PASSAGE

◆ ◆ ◆

# Creative Zen install queries



## uglybaby (Mar 19, 2006)

So I want to install my Creative Zen MP3 player so that I can use it with my Pioneer DEH 4800MP headunit. I think I just need monster RCA cables to do this unless I'm mistaken. Is there any method so that I can charge the player while it is hooked up to the headunit? Also the RCA setup will only allow me to select music from the player and not the headunit, correct?


----------



## uglybaby (Mar 19, 2006)

anyone? That crutchfield guy would sure be helpful right around now...


----------



## Motown_Dub (Feb 22, 2003)

*Re: Creative Zen install queries (uglybaby)*

RCA cables will provide the audio connection you're looking for. I'm not familiar with the headunit that you're looking at, but as long as it has an aux input then you're good to go.
The Zen's don't have the best market support (I used to have one a few years ago). I don't know of any manufacturer that provides suppoort for them in their headunits.
A buch of decks have USB control which may work with your Zen.
Knowing which Zen you have would help to answer your question completely.

◆ ◆ ◆

ENTRIES SUPPLIED
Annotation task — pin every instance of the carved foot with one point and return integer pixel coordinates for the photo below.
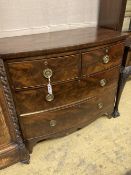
(115, 114)
(26, 161)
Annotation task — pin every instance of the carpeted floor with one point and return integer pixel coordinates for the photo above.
(102, 148)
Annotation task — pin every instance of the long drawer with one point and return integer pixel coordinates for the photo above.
(31, 73)
(33, 100)
(44, 124)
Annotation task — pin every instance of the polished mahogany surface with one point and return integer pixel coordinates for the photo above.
(68, 40)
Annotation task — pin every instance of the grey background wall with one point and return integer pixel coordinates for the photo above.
(21, 17)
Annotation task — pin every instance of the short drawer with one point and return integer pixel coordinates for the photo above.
(101, 59)
(45, 124)
(31, 73)
(34, 100)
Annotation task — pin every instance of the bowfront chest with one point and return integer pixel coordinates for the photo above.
(59, 82)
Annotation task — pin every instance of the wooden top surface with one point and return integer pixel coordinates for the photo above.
(66, 40)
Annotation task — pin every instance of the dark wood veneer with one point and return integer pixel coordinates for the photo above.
(75, 57)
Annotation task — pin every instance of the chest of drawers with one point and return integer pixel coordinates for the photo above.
(62, 81)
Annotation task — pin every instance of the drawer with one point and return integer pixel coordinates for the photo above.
(30, 73)
(101, 59)
(45, 124)
(33, 100)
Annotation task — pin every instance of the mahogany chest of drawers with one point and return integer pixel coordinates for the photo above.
(59, 82)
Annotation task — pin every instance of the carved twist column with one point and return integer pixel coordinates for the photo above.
(24, 154)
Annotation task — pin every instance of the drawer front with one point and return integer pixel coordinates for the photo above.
(28, 101)
(31, 73)
(101, 59)
(47, 123)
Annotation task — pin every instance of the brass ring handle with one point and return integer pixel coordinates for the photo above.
(100, 105)
(47, 73)
(49, 97)
(53, 123)
(106, 59)
(103, 82)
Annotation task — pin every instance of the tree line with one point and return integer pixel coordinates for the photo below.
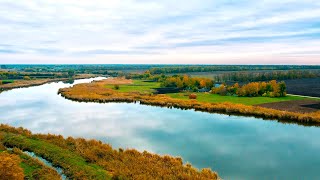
(254, 89)
(211, 68)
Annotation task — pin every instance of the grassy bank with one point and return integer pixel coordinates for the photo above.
(135, 86)
(215, 98)
(91, 159)
(97, 92)
(36, 82)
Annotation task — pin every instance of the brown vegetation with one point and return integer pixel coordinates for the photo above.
(192, 96)
(37, 82)
(96, 92)
(121, 164)
(302, 106)
(253, 89)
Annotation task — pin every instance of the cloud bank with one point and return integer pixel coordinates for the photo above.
(141, 31)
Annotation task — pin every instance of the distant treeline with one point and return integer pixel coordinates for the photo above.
(211, 68)
(266, 76)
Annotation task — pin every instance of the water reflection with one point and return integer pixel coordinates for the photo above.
(236, 147)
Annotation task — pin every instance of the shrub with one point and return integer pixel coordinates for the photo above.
(7, 81)
(192, 96)
(9, 167)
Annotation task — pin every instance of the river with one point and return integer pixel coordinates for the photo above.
(236, 147)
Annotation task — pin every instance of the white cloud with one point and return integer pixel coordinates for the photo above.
(167, 31)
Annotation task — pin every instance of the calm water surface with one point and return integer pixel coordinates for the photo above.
(235, 147)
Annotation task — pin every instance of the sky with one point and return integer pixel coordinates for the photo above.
(160, 32)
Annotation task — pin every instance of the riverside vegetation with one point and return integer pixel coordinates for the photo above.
(100, 91)
(85, 159)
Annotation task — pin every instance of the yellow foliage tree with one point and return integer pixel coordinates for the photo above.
(9, 167)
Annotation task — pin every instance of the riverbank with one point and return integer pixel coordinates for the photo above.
(97, 92)
(38, 82)
(90, 159)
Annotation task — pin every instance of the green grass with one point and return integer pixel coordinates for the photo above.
(137, 86)
(215, 98)
(7, 81)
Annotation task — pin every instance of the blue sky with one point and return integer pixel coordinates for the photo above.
(163, 31)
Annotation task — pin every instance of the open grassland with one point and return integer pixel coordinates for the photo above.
(97, 92)
(215, 98)
(132, 85)
(91, 159)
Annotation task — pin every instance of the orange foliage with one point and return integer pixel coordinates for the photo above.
(9, 167)
(122, 164)
(95, 92)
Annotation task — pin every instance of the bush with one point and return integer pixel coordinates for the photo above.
(192, 96)
(10, 166)
(7, 81)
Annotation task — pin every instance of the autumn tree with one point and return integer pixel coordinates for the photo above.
(9, 167)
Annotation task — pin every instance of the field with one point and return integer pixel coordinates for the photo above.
(91, 159)
(302, 106)
(135, 86)
(305, 87)
(215, 98)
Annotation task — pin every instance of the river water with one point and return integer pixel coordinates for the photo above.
(236, 147)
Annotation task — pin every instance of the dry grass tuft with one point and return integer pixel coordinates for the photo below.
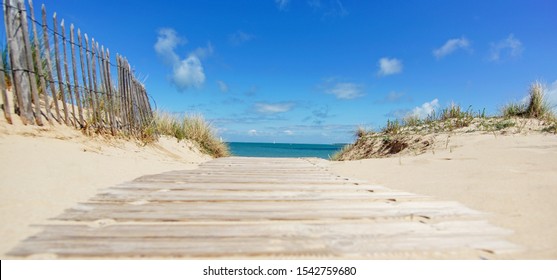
(193, 128)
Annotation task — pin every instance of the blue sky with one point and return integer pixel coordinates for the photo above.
(312, 71)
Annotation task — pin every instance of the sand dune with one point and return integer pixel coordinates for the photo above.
(48, 169)
(513, 177)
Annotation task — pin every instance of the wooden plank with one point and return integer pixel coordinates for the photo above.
(248, 186)
(126, 196)
(75, 79)
(59, 71)
(264, 211)
(272, 240)
(222, 219)
(49, 71)
(317, 229)
(38, 62)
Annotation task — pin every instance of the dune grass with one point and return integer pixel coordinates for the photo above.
(537, 106)
(449, 119)
(193, 128)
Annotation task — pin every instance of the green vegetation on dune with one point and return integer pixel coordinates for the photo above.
(193, 128)
(413, 134)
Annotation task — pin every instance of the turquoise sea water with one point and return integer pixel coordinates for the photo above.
(283, 150)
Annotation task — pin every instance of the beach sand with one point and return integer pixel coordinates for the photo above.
(51, 168)
(513, 178)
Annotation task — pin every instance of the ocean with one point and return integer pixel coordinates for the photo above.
(283, 150)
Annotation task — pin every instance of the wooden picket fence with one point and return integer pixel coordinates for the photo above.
(98, 95)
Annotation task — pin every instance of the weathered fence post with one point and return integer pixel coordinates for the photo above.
(121, 104)
(75, 80)
(67, 71)
(38, 61)
(49, 70)
(14, 33)
(59, 71)
(86, 93)
(5, 100)
(30, 63)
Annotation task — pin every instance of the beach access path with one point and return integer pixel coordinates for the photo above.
(264, 208)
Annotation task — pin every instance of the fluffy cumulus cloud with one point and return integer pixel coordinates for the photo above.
(273, 108)
(167, 41)
(187, 72)
(389, 66)
(239, 37)
(345, 90)
(510, 46)
(451, 46)
(395, 97)
(223, 86)
(282, 4)
(424, 110)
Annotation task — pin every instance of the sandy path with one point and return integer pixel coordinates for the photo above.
(512, 177)
(46, 170)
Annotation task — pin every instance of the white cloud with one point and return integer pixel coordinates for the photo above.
(273, 108)
(204, 52)
(424, 110)
(239, 37)
(222, 86)
(282, 4)
(346, 90)
(389, 66)
(186, 72)
(166, 43)
(451, 46)
(511, 46)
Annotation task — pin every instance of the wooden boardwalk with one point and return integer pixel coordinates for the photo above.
(264, 208)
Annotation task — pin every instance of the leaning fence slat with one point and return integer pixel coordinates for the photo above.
(17, 61)
(38, 61)
(86, 92)
(118, 103)
(67, 72)
(102, 84)
(75, 79)
(5, 100)
(122, 90)
(95, 85)
(59, 71)
(49, 70)
(111, 94)
(30, 64)
(107, 88)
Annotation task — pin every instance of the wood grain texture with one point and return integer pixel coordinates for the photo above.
(265, 208)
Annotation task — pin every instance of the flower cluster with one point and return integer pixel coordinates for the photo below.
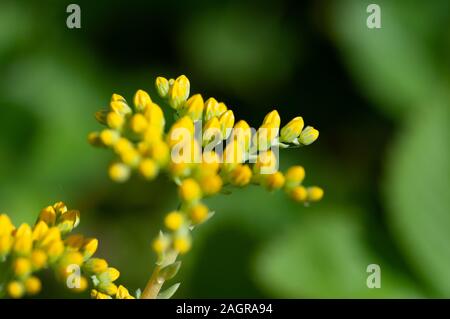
(203, 151)
(27, 250)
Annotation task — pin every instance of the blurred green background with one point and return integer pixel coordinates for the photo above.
(380, 99)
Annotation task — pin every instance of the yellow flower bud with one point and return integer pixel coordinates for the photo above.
(109, 275)
(189, 190)
(182, 244)
(314, 193)
(108, 288)
(148, 168)
(120, 107)
(242, 133)
(138, 123)
(115, 120)
(273, 119)
(226, 123)
(6, 242)
(122, 293)
(294, 176)
(32, 285)
(212, 132)
(117, 98)
(210, 184)
(266, 163)
(160, 244)
(48, 215)
(179, 92)
(299, 194)
(94, 139)
(198, 213)
(174, 220)
(181, 131)
(119, 172)
(38, 259)
(194, 107)
(21, 267)
(89, 248)
(292, 130)
(74, 242)
(98, 295)
(6, 227)
(241, 175)
(54, 250)
(308, 135)
(155, 117)
(141, 99)
(160, 153)
(15, 289)
(109, 137)
(95, 265)
(40, 229)
(162, 86)
(211, 109)
(274, 181)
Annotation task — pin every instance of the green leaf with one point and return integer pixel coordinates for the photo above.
(169, 292)
(170, 271)
(417, 191)
(325, 256)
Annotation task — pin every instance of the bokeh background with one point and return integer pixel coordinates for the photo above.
(380, 99)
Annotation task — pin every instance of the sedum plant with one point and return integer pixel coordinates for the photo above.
(205, 152)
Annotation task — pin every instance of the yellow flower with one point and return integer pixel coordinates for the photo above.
(39, 230)
(174, 220)
(38, 259)
(155, 117)
(189, 190)
(211, 132)
(242, 133)
(89, 247)
(292, 130)
(141, 99)
(314, 193)
(95, 265)
(266, 163)
(115, 120)
(241, 175)
(6, 242)
(162, 86)
(210, 184)
(274, 181)
(308, 135)
(109, 275)
(138, 123)
(122, 293)
(21, 267)
(6, 227)
(198, 213)
(194, 107)
(148, 168)
(15, 289)
(119, 172)
(299, 194)
(179, 92)
(182, 244)
(108, 288)
(32, 285)
(226, 121)
(109, 137)
(273, 119)
(160, 244)
(294, 176)
(48, 215)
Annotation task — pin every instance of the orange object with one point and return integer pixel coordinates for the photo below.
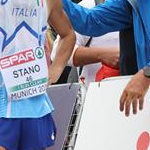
(105, 72)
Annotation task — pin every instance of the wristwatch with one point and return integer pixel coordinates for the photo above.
(146, 71)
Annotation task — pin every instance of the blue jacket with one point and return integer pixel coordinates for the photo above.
(114, 15)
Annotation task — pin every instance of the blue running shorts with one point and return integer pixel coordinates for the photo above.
(27, 133)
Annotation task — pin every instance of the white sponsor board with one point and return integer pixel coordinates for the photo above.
(104, 127)
(25, 73)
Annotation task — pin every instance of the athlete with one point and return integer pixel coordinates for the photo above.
(25, 109)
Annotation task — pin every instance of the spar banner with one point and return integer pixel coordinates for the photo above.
(104, 127)
(25, 73)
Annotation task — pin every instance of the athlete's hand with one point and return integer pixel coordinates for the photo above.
(133, 94)
(54, 73)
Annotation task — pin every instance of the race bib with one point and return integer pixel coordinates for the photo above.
(25, 73)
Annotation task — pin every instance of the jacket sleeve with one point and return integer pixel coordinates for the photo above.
(113, 15)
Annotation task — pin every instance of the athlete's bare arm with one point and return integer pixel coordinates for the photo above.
(59, 21)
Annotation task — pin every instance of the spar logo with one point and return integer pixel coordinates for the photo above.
(17, 59)
(39, 52)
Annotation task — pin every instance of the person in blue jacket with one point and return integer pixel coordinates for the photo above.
(116, 15)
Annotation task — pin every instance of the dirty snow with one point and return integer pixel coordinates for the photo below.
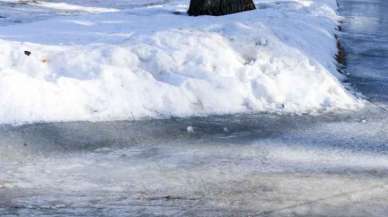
(120, 60)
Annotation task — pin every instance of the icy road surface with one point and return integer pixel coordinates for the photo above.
(238, 165)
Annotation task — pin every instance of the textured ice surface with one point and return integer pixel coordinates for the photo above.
(104, 62)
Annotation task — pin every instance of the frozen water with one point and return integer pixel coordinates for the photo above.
(332, 164)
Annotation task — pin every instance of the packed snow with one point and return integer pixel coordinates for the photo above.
(121, 60)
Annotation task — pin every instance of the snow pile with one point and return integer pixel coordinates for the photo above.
(150, 62)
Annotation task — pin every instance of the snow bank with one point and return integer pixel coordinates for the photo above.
(150, 62)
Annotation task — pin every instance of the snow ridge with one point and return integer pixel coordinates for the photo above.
(150, 62)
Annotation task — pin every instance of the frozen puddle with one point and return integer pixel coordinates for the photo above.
(264, 165)
(333, 164)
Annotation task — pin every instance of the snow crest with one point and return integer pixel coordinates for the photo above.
(150, 62)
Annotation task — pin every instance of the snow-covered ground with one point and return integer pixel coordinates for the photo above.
(120, 60)
(96, 65)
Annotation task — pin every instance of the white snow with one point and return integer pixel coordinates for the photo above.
(106, 63)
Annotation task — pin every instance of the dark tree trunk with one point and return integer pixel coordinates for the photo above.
(219, 7)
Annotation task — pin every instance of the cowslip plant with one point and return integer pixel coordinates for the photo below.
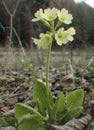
(47, 111)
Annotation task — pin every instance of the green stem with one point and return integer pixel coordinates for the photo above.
(47, 65)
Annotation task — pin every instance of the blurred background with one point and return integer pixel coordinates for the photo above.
(17, 29)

◆ ◆ ◆

EXERCISE INSTRUCTIONS
[a] Decide whether each statement agrees with the forum thread on the Creative Zen install: (i) the first poster wants to use the player with a Pioneer DEH 4800MP headunit; (ii) the member who replies still owns a Zen; (iii) the reply says RCA cables will work as long as the headunit has an aux input. Answer yes or no for each and quote the words of the thread that settle it.
[b] Put the lines of the records into a JSON list of strings, one string per line and no blank lines. Start at the line with "Annotation task — pin every instance of the white snow" and continue to the end of the records, and leave out the pictures.
The records have no connection to the thread about the Creative Zen install.

RESULTS IN ORDER
[a]
(i) Yes: "so that I can use it with my Pioneer DEH 4800MP headunit"
(ii) No: "(I used to have one a few years ago)"
(iii) Yes: "as long as it has an aux input then you're good to go"

[b]
[
  "Annotation task — pin every instance of the white snow with one point and return integer pixel coordinates for the photo above.",
  "(106, 63)",
  "Annotation task — pin every instance of the dark tree trunk with one point and return integer pixel coordinates for the photo above.",
  "(219, 7)",
  "Annotation task — pin every instance of the cowslip plant with one point and return integer pixel coordinates for the photo below.",
  "(47, 111)",
  "Annotation task — pin every instance of the green stem with one point and return integer pixel coordinates for the photo above.",
  "(47, 65)",
  "Annotation task — pin every instance of the blurred background with one point and return integer pixel coordinates for the photo above.",
  "(17, 29)"
]